[Begin Task input]

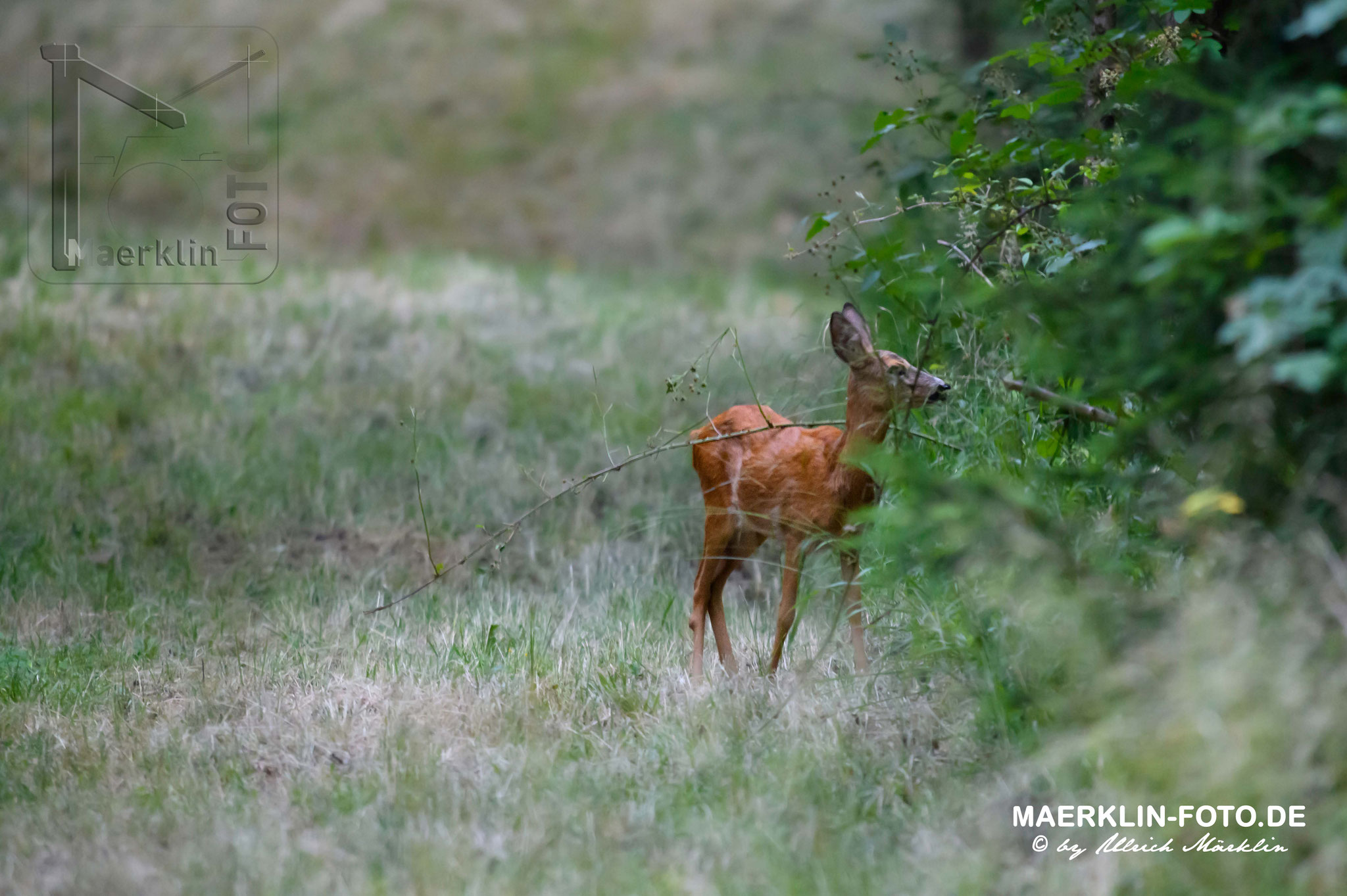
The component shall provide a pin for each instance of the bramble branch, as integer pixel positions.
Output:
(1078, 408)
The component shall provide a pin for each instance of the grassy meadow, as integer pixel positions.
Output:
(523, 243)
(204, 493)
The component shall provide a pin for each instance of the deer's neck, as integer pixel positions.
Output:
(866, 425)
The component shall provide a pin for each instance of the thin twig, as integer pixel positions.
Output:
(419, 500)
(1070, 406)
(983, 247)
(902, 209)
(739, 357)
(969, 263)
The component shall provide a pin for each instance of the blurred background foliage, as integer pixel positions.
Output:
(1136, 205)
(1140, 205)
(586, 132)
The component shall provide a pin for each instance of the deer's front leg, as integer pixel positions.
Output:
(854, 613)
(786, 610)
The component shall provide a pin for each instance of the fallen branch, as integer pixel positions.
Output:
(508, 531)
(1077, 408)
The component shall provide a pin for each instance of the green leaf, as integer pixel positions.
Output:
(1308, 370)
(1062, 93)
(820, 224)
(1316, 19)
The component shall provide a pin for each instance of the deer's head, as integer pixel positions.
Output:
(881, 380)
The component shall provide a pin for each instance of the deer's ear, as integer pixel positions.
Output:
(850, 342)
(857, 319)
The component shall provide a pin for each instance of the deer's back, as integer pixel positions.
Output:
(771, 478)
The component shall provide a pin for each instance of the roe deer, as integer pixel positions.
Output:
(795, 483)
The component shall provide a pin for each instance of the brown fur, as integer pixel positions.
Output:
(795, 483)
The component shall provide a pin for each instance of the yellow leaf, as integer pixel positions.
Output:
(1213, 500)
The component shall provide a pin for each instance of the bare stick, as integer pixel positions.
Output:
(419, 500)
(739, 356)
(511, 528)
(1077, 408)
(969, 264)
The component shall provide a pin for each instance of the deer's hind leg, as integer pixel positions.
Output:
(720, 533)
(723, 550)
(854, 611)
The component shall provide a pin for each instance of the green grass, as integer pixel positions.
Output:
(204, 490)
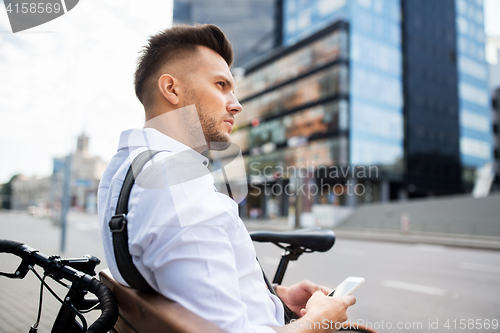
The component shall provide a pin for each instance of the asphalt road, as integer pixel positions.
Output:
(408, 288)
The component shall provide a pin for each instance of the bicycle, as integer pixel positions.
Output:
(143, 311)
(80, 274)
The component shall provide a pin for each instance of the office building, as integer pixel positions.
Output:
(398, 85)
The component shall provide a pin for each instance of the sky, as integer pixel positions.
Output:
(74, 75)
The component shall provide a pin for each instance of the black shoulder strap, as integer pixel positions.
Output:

[End Task input]

**Set problem**
Format the records as a numbered list, starting with the line that contains "ear, as integer pixel positions." and continuing through the end of the records, with blank lines skipped. Leave the pictures out.

**Response**
1. The component shall provide a pin for each instance of the deer's ear, as integer pixel positions.
2. Output:
3. (850, 342)
4. (857, 319)
5. The component shall provide a pin for each instance of the deer's back, as integer pixel positions.
6. Output:
7. (771, 478)
8. The component shall provide a pin for each instance of the roe deer, as integer pixel positions.
9. Output:
10. (795, 483)
11. The component shall provide a pin for each instance of the brown fur, as integer pixel positions.
12. Output:
13. (795, 483)
14. The component shall provide a pin for each instance of the yellow leaf, as integer pixel positions.
15. Output:
16. (1213, 500)
17. The component shall provide a pin for each instance of the bare stick, as integer pixel positions.
18. Output:
19. (419, 500)
20. (739, 356)
21. (511, 528)
22. (1077, 408)
23. (969, 264)
24. The component shall provide a pin for each instance of the deer's hind leg, as integer pixel positions.
25. Output:
26. (720, 533)
27. (723, 550)
28. (854, 611)
29. The component shall provide a pin for each instance of the green grass, as integer pixel positions.
30. Output:
31. (204, 490)
32. The component shall provide a pin for each instance of the asphalt road, as integer pixel positions.
33. Output:
34. (408, 288)
35. The component shall provide a pin for each instance of the bicycle, as integer pixel positions.
36. Output:
37. (143, 311)
38. (80, 274)
39. The component shall provide a pin for each instance of the office building, as integer pixel positions.
40. Output:
41. (398, 85)
42. The component shall provide a pin for each instance of the sky, as integer pixel positions.
43. Output:
44. (74, 75)
45. The component shall provide a pin for each instance of the black shoulder strap, as integer pixel positions.
46. Output:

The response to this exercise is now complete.